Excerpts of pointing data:
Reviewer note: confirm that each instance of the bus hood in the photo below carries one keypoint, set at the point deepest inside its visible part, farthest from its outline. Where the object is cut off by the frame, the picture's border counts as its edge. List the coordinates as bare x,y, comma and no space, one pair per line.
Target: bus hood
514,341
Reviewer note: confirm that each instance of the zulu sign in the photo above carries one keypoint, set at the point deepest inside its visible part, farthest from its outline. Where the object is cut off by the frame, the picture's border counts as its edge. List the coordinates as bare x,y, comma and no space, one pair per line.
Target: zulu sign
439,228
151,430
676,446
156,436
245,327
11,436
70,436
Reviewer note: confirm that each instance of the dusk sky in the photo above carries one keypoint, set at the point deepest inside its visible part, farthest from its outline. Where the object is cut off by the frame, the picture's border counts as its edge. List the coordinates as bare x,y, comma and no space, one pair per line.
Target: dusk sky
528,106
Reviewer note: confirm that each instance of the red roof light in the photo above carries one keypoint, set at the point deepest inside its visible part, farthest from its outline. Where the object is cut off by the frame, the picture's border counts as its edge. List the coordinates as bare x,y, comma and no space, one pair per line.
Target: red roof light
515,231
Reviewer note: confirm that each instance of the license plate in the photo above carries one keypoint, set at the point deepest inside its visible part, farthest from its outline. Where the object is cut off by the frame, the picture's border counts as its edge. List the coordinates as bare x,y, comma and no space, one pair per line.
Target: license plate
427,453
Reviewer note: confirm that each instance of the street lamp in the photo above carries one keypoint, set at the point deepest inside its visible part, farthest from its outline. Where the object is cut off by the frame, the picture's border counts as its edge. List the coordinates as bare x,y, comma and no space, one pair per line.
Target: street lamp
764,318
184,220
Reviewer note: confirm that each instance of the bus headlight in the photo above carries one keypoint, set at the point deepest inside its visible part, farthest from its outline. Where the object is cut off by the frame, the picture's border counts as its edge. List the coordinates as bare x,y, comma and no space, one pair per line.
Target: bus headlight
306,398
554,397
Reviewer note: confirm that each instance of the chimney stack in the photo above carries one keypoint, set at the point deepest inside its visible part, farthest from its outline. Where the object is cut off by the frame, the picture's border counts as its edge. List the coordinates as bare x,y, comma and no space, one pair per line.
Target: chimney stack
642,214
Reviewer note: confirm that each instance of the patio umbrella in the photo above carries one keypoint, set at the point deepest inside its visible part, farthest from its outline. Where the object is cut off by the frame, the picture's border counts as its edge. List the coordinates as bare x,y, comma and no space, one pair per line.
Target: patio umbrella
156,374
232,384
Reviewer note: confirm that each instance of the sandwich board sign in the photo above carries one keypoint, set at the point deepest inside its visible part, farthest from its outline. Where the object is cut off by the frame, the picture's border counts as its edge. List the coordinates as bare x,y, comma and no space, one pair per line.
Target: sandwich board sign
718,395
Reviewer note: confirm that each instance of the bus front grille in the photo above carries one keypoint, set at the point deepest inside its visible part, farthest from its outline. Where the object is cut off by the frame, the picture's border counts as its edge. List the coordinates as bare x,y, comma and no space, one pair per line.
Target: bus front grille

Challenge: Each record above should be restated word for word.

Response to this exercise:
Reviewer note: confirm that each instance of the bus hood in the photo below carries one keypoint, set at the point deepest inside its visible part, farthest from its outline. Where the object is cut off by the frame, the picture's border counts as its edge. List the coordinates as bare x,y, comma and no space, one pair per line.
Target: bus hood
514,341
Reviewer note: confirm that each instance of the zulu sign in the photo above carries one keypoint, set at the point deepest inside its visible part, farthest from its outline. Where the object is cut off by the frame, the picture's border counts as its edge. List the coordinates as bare x,y, comma and no space, one pair per line.
Target: zulu sign
439,228
151,430
676,446
156,436
245,327
11,436
70,436
Reviewer note: confirm that each instance of the dusk sky in the photo above carries one keypoint, set at the point deepest inside its visible part, farthest from its outline. Where the object is cut off by the frame, the picture's border counts as its edge. List the coordinates as bare x,y, comma and no space, one pair per line.
Target: dusk sky
528,106
Reviewer note: confirm that each instance of the red roof light in the photo above carries one keypoint, set at the point deepest inside its visible part, farthest from its outline. Where the object is cut off by the frame, the picture's border counts as its edge. List the coordinates as bare x,y, comma and no space, one pair per line.
Target: red roof light
515,231
Reviewer note: confirm that each instance of the license plate in the photo above carries one keypoint, set at the point deepest inside its visible part, farthest from its outline. Where the object is cut off by the frame, the picture's border counts as its edge. List the coordinates as bare x,y, comma and no space, one pair per line.
Target: license plate
427,453
Reviewer note: confirm that each instance of the street lamp in the photo above carries one keypoint, set at the point deepest inside its visible part, farthest from its outline. Where the object is cut off by the frame, the picture's border counts as its edge. List the coordinates as bare x,y, comma and no space, one pair per line.
Target: street lamp
764,318
184,220
Reviewer note: confirm that each instance of the bus headlight in the photo above carries one keypoint, set at the point deepest inside its visible part, farthest from its outline. Where the object is cut off by the frame, the picture's border counts as its edge. List the coordinates as bare x,y, comma and no space, one pair per line.
Target: bus headlight
306,398
554,397
Reviewer note: confirm that each instance of the chimney stack in the photo above carries one keypoint, set at the point deepest inside its visible part, farthest from its outline. Where the object is cut off by the frame, the picture's border counts as its edge. List the coordinates as bare x,y, comma and no space, one pair per line.
Target: chimney stack
642,214
Reviewer note: confirm that each instance of the patio umbrella in the photo above carries one keypoint, set at the point deepest inside its visible part, farthest from its outline. Where the object is cut off by the frame, the picture's border counts as its edge. List the coordinates as bare x,y, comma and no space, one pair per line.
Target: patio umbrella
156,374
232,384
Reviewer note: confirm that each instance of the sandwich board sign in the photo above carries one keypoint, set at the point deepest inside its visible part, farthest from its outline. Where the object is cut off by the frame, the picture's border counts as its edge. List the coordinates as bare x,y, comma and no space, one pair per line.
Target: sandwich board sign
718,395
Reviewer note: confirm that each instance of the bus front grille in the photo above carries one keypoint, set at the point deepest inside its visible part, farthest from its outline. Where the object is cut off by the frame, the picture's border counts as its edge. List the coordinates as bare x,y, comma and no space, one pair per line.
Target: bus front grille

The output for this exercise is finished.